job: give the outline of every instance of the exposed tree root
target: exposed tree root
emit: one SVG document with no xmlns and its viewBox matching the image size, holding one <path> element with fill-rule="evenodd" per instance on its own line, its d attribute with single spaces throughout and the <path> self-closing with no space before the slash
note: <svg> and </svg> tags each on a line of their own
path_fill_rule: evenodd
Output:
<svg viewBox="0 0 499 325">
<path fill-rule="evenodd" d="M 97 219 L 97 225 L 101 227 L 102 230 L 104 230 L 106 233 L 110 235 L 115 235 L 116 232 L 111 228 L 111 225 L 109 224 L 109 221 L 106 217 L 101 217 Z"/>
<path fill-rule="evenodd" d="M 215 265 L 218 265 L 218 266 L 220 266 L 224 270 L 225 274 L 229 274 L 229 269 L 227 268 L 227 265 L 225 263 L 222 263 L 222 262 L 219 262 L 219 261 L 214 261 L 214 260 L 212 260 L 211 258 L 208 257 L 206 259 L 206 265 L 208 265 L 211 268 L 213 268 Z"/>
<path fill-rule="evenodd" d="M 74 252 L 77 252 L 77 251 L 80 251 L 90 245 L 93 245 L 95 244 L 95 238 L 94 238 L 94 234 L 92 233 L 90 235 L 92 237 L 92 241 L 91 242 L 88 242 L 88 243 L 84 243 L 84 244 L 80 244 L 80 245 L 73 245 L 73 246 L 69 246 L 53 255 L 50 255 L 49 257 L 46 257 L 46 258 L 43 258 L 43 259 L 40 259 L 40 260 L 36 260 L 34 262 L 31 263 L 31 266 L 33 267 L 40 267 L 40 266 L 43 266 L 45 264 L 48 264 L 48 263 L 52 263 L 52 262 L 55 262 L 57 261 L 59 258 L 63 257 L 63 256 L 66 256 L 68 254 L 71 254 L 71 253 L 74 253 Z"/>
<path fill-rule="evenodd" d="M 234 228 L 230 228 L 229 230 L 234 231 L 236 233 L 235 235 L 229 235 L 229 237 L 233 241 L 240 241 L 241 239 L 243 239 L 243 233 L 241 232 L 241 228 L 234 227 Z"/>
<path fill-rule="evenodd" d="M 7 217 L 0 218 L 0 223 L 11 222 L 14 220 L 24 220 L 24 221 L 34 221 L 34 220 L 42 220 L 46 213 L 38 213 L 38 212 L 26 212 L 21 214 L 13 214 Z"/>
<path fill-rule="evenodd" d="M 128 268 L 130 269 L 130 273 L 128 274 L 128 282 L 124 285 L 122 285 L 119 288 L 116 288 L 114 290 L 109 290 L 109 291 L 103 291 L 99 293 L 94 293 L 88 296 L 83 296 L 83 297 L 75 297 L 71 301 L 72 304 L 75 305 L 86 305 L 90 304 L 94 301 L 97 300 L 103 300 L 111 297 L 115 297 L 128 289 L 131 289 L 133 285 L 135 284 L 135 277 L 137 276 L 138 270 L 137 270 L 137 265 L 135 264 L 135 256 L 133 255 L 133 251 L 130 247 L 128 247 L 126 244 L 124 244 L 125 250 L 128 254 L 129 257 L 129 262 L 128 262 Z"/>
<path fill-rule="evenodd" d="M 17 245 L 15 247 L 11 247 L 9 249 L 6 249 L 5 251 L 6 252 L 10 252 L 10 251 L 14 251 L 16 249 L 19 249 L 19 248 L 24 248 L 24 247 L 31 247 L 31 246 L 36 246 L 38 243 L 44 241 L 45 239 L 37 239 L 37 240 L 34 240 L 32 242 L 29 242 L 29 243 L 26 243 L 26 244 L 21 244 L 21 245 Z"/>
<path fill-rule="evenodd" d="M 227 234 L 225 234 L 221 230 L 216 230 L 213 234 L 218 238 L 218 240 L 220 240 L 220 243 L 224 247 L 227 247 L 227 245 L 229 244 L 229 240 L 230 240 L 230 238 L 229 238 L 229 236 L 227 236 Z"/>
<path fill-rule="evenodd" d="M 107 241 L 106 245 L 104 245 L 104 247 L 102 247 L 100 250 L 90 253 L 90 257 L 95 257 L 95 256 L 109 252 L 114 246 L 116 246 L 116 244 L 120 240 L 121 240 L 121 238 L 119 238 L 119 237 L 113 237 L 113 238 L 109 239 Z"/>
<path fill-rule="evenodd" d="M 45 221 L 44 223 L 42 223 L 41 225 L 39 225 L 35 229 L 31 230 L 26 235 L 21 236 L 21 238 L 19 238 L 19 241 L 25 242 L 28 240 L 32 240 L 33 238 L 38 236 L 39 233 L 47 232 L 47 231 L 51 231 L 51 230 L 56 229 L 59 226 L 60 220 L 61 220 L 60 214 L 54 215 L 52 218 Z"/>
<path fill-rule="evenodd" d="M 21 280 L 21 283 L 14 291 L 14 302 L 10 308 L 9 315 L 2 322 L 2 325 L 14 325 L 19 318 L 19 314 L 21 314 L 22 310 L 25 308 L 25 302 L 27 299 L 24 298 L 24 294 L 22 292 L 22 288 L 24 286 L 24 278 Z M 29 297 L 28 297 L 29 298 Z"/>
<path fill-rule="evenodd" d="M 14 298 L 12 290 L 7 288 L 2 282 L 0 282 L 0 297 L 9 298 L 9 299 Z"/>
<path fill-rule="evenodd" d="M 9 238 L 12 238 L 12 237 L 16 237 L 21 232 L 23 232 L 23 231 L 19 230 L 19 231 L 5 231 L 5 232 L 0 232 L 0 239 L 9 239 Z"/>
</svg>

• [TASK ITEM] If a line in the records has the word "exposed", copy that line.

• [WRITTEN RESPONSE]
job: give the outline of every instance of the exposed tree root
target: exposed tree root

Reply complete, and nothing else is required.